> _The data_
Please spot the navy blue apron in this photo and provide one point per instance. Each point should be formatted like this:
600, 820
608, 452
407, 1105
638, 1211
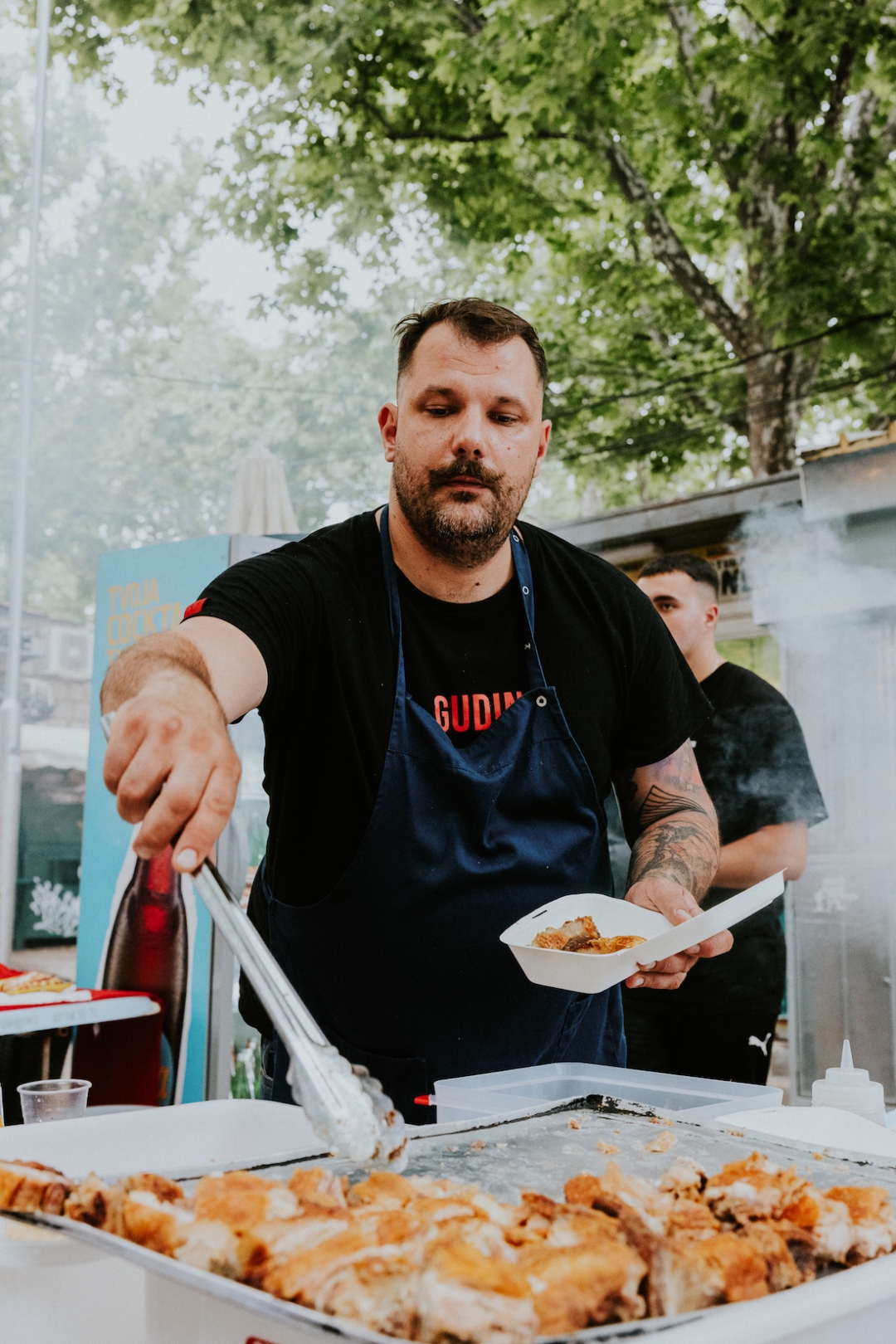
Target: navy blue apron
401, 964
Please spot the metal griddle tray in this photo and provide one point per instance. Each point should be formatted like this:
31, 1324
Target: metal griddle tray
542, 1152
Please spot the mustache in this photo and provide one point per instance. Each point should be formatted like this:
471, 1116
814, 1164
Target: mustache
445, 475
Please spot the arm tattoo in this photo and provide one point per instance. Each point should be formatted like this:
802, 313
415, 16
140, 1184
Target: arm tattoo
660, 804
670, 823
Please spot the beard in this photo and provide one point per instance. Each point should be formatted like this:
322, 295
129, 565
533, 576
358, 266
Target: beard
469, 528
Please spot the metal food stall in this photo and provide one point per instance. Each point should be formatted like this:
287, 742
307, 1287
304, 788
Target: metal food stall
807, 567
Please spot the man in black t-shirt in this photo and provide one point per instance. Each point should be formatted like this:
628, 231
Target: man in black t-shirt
446, 695
754, 762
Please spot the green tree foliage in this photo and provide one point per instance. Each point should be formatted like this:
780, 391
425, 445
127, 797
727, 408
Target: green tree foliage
694, 199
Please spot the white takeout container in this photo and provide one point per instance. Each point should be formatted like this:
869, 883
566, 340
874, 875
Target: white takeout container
590, 973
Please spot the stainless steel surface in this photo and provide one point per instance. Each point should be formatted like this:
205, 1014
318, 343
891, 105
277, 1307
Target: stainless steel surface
850, 483
347, 1108
543, 1152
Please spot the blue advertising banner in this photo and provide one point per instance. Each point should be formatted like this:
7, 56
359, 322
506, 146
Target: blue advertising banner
139, 593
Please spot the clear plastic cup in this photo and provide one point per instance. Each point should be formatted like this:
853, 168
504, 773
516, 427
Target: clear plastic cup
52, 1098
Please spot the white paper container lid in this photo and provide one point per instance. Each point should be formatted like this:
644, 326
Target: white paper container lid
592, 975
817, 1127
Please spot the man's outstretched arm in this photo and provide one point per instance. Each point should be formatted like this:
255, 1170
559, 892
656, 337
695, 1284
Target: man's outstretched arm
173, 696
672, 828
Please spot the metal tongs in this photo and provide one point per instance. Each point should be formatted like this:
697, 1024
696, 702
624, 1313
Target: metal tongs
347, 1108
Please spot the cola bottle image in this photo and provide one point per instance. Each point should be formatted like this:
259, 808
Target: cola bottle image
148, 951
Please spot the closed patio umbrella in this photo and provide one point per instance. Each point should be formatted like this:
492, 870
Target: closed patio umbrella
261, 504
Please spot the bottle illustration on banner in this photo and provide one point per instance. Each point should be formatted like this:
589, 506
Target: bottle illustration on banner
149, 949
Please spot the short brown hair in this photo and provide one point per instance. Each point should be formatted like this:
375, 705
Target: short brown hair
683, 562
473, 319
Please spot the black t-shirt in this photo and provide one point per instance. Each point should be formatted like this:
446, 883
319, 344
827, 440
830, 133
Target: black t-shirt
317, 611
754, 762
464, 661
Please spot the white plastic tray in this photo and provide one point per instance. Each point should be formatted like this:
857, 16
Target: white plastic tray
179, 1140
592, 975
664, 1094
818, 1129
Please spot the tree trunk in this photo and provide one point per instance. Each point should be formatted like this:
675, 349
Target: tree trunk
777, 392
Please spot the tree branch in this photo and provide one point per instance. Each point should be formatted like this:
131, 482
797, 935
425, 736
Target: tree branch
670, 249
469, 21
665, 244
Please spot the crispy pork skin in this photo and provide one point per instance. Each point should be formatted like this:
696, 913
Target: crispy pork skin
754, 1187
872, 1220
32, 1188
242, 1199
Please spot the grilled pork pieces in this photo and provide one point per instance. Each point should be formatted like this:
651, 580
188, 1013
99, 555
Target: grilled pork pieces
429, 1259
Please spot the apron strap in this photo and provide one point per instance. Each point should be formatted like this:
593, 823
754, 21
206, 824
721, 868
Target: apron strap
523, 570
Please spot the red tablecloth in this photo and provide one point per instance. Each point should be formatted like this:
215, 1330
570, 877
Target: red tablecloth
121, 1058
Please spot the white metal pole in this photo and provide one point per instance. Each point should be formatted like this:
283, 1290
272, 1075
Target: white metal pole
11, 709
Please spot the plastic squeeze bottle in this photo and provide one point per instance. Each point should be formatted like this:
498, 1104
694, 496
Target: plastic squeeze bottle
850, 1089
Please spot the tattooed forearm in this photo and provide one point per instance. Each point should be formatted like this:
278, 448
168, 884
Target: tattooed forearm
680, 851
670, 823
660, 804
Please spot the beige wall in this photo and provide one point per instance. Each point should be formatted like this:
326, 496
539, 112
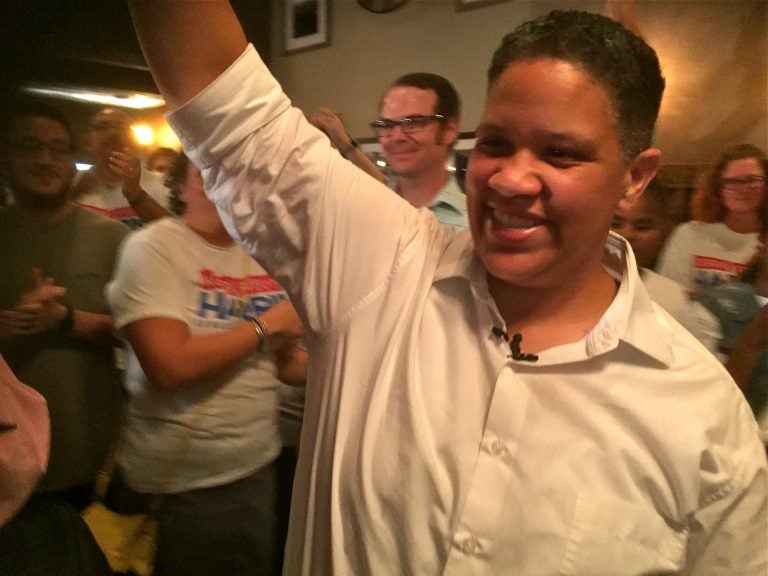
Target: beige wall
714, 54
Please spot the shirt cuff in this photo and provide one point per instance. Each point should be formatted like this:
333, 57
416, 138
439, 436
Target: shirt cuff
240, 101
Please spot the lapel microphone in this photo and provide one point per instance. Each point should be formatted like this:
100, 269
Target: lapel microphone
514, 345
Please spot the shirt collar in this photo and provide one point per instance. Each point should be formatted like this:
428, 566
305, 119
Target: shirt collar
630, 319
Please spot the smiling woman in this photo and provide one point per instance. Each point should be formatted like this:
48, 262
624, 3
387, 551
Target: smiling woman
728, 215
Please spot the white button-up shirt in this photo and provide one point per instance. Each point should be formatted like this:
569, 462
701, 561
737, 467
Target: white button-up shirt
426, 449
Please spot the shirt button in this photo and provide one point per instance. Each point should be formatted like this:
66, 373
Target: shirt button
469, 546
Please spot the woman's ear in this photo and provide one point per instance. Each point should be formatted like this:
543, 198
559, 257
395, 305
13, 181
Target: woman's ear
642, 169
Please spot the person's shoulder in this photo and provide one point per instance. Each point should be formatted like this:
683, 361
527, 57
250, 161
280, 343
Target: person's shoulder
161, 231
103, 224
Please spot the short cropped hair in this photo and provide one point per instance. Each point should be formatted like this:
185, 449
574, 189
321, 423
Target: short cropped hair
619, 60
707, 205
448, 103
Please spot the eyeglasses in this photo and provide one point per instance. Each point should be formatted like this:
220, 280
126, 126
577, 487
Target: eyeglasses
57, 150
408, 124
748, 181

> _Action item_
Would you copy the records word for word, without any of their pictures?

> _Answer for this exercise_
Please spot the navy blue apron in this photo and provide one point per instance. Each point should be formatted like this:
600, 820
608, 452
407, 1105
638, 1211
Target: navy blue apron
401, 964
Please spot the metal griddle tray in this photo and provide one point per instance. Each point should be formatted like this:
31, 1324
Target: metal griddle tray
542, 1152
Please spot the mustache in this photo and provide one point per instance. Each point should be formatted like this:
471, 1116
814, 1164
Target: mustache
445, 475
Please spot the arm tattoo in this photo and provide one point per instance. Each point should be formatted like this:
802, 313
415, 16
140, 1184
Target: arm tattoo
660, 804
670, 823
Please spot the beard in this photo and provide one point per instance. Each point should be formatted like this:
322, 295
129, 565
533, 576
358, 266
Target: beard
469, 528
Please spot the metal food stall in this photo and provide one point per instance. Each point should be formatted like this:
287, 742
307, 1287
304, 788
Target: metal food stall
807, 567
Please spot the man in black t-shirt in this photo and provide one point per instance. Each point should be formatted like this:
628, 231
Target: man in black t-shirt
446, 695
754, 762
Please spot the green tree foliage in this photo and provide one point per instance. Each point should be formatted like this:
780, 391
425, 445
127, 797
727, 408
Target: green tree foliage
694, 199
Please spot the white takeout container in this photo and provide one point per instance. Each point should be formatted like this:
869, 883
566, 340
874, 875
Target: white takeout container
590, 973
Please spot the stainless steel surface in this photo and provide one point per instance. Each point should be formatted like this:
205, 1014
318, 343
891, 105
277, 1307
Target: stainless steel surface
850, 483
347, 1108
543, 1152
Please spot the blue advertising banner in this photo and provide one point per instance. Each point should be formatted like this:
7, 56
359, 322
506, 146
Target: blue advertising banner
139, 593
Please spot the clear plastic cup in this photo and provide one point per instance. Each point should be formatted like this:
853, 168
504, 773
516, 427
Target: clear plastic cup
52, 1098
Please spot the white paper container lid in this photo and provide one point per instance. Each point should be formatted like this:
644, 326
Target: white paper container lid
592, 975
817, 1127
Please spot the man's outstretched arm in this photo and provide one point per instance. Each point should be formatted like this:
255, 1170
559, 892
656, 337
695, 1284
Target: man's outstretched arm
173, 696
672, 828
Please spot the metal tongs in this photo and provide one point per instance. Each point should be formatted like this:
697, 1024
696, 702
624, 1313
Target: metal tongs
347, 1108
Please spot the cola bottle image in this photo and provide one point per instance. Each point should be formatted like this:
259, 808
Target: cola bottle image
148, 951
Please spot the closed patio umbrella in this photo and provide one point per instance. Each point should be formatted like this:
492, 870
Target: closed patio umbrella
261, 504
Please spot the bottle illustration on banner in this photo and provide one point per instance. Each point should be formatted like this:
589, 506
Target: bottle illustration on banner
149, 949
Please spot the short brown hair in this photo and provide one point per instance. Each point should be formatted like this:
375, 705
Target: short brown hair
683, 562
473, 319
Please spot the black t-shirt in this photo and provide one point per instance. Each point should be formatted like this:
446, 883
319, 344
827, 440
830, 133
Target: black t-shirt
317, 611
754, 762
464, 661
Please spot the white plastic tray in this photo and provide one point per instance. Each point should be formatted like this:
857, 16
Target: white plastic tray
179, 1140
592, 975
664, 1094
818, 1129
Please spot the tree trunk in this photo and provide one point per instance. Each point should be formatted like this:
675, 349
Target: tree trunk
777, 392
Please spot the tree branch in this photo and provide one point per instance. Each point should be formatted like this:
131, 482
797, 935
425, 736
Target: tree branch
670, 249
469, 21
665, 244
Please spot the crispy pork skin in this photo and provide one point per instance. Each point should be formatted like this:
696, 913
Target: crispy pork skin
754, 1187
872, 1220
32, 1188
242, 1199
Please spot the grilled pork pieces in this photo and provide one point per instance. Each point should be formatted like this:
651, 580
188, 1013
99, 555
Target: grilled pork pieces
429, 1259
Please spot the apron strap in this photo and provide one point per instance. Each point should be formatted like this:
593, 823
754, 21
206, 824
721, 868
Target: apron strap
523, 570
Please spot the red tablecloth in this photo and provide one point per instance. Each point should be formatted like this:
215, 1330
570, 877
Target: red tablecloth
121, 1058
Please spot the white metal pole in this photo and provide one point per instance. Each point should be formatted like this:
283, 1290
272, 1075
Target: white metal pole
11, 709
Please spot the plastic squeeze bottle in this photo and provide one point per instance. Each point should be formatted like this:
498, 1104
694, 496
Target: plastic squeeze bottle
850, 1089
Please spot the tattooed forearm in this photo and provide one point per instance. Each point should be formatted like this:
278, 448
168, 884
Target: tattooed forearm
680, 851
670, 823
660, 804
Please spot the beige wall in this photo and provide one point per instance. Each point should be formatted like this:
326, 496
539, 112
Target: beige wall
714, 54
Please spot the shirt cuff in this photo and provide one point per instance. Each point should be formatted like this:
333, 57
416, 138
439, 436
Target: shirt cuff
240, 101
Please spot the lapel microphone in this photo and provide one point per instance. Each point should be formatted like this:
100, 269
Target: lapel microphone
514, 345
Please spot the shirt collar in this photo and provide one point per instance. Each point should be formatted like this:
428, 566
305, 119
Target: shirt collar
630, 319
Please spot the smiling woman in this photo and provide one point per instance. Each point should be formatted like this:
48, 262
624, 3
387, 551
Target: smiling woman
728, 215
Please spot the white button-up shirt in this photo and provide one point per instance. Each point should be formatted like this:
569, 462
701, 561
737, 467
Target: white button-up shirt
426, 449
Please spot the shirt button in this photo and provide one point per instance. Each point should be formatted like this:
66, 373
Target: shirt button
469, 546
Please spot the woman's ear in this photo and provide one point per instance. Each point should be formatted like this:
543, 198
559, 257
395, 305
13, 181
Target: woman's ear
642, 169
Please spot the person's shoulder in this photo and provide one point per instance. Each point should be formatted like this:
683, 361
527, 57
250, 161
280, 343
Target: person's shoulder
161, 231
103, 224
Please spot the short cropped hair in this photo and provide one point per instance. Each point should be formatted like this:
185, 449
574, 189
321, 423
Target: short cropped hair
619, 60
707, 205
448, 103
Please spot the eyeglasses in this photo and provide one point per instance. Each point should be formatted like this:
220, 280
126, 126
577, 487
Target: eyeglasses
57, 150
408, 124
748, 181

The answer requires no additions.